◆ QUOTED TEXT:
Hawaii State Legislature: Bills against Private Property Rights are the best-kept secrets.

There were about 3132 Bills this 2023 Session.

There are 6 Power of Sale Bills with the agenda to force the sale of private property. based on civil fines. The County wants to cut off the judicial court process.

These Bills violate basic Constitution civil rights. These Non-Judicial requests turns the counties in Police, Prosecutor, Jury, Judge, and Executioner.

They also assume that the city is always right and the people always wrong.

Below are the 3 active Bills asking for Non-Judicial Foreclosure: To sell private properties without going to court. City wants to levy civil fines and the powers to sell.

SB 875 Introducer(s):
CHANG, MORIWAKI, Dela Cruz

Description:Authorizes counties, after adoption of an ordinance, to sell private property after all notices, orders, and appeal proceedings are exhausted and to use those revenues to pay unpaid civil fines related to that property; provided that the county sells the property at not less than the market value of similarly situated properties and that all revenues received from the sale that exceed the amount of the unpaid civil fines are refunded to the property owner. (SD1)

HB 15 Introducer(s):
TARNAS

Description:Authorizes the State and the counties to place liens on real properties for unpaid civil fines resulting from violations of land use laws. Authorizes the State and counties, subject to adoption of appropriate and particular laws or rules establishing the power of sale, to sell properties after all notices, orders, and appeal proceedings, if any, are exhausted and use those revenues to pay unpaid civil fines related to property. Effective 6/30/3000. (HD2)

HB538 Introducer(s): MATAYOSHI, BELATTI, HASHIMOTO, HOLT, KILA, KITAGAWA, LAMOSAO, MARTEN, NISHIMOTO, TAKENOUCHI, TARNAS, Chun

Description:Establishes penalties for failure to remediate violations, including fines and, under circumstances, foreclosure. Effective 6/30/3000. (HD1)

[Location identification items]
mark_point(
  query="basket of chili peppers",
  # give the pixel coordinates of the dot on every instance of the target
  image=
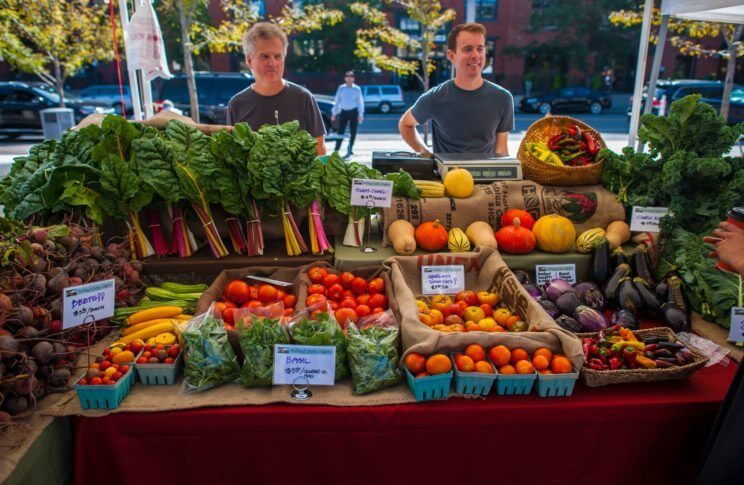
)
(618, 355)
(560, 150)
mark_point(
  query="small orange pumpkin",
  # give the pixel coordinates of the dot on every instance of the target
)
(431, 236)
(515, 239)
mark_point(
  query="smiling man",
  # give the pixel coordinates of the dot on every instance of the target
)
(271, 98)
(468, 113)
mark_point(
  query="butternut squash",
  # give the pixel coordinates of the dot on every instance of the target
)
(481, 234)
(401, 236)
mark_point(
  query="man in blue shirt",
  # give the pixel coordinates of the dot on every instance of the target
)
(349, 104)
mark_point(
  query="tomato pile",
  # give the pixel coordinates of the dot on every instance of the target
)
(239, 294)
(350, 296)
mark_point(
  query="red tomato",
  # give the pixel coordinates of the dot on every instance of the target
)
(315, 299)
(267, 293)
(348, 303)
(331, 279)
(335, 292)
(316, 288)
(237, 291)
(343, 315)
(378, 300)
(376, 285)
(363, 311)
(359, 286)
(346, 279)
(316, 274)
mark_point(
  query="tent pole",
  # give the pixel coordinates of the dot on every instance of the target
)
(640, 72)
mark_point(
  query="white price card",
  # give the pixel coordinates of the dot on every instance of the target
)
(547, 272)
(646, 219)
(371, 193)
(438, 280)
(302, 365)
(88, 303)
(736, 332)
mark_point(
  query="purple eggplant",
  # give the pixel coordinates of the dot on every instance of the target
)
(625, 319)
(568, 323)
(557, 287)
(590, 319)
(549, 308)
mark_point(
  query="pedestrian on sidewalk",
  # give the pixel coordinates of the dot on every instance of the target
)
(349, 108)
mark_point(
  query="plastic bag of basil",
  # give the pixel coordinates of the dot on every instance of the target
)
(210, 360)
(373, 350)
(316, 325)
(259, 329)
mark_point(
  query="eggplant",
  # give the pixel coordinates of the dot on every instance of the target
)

◆ EXERCISE OBJECTIVE: In the text on the Hawaii property bills, what is the minimum price at which SB 875 allows a county to sell a property?

◆ OUTPUT: Not less than the market value of similarly situated properties.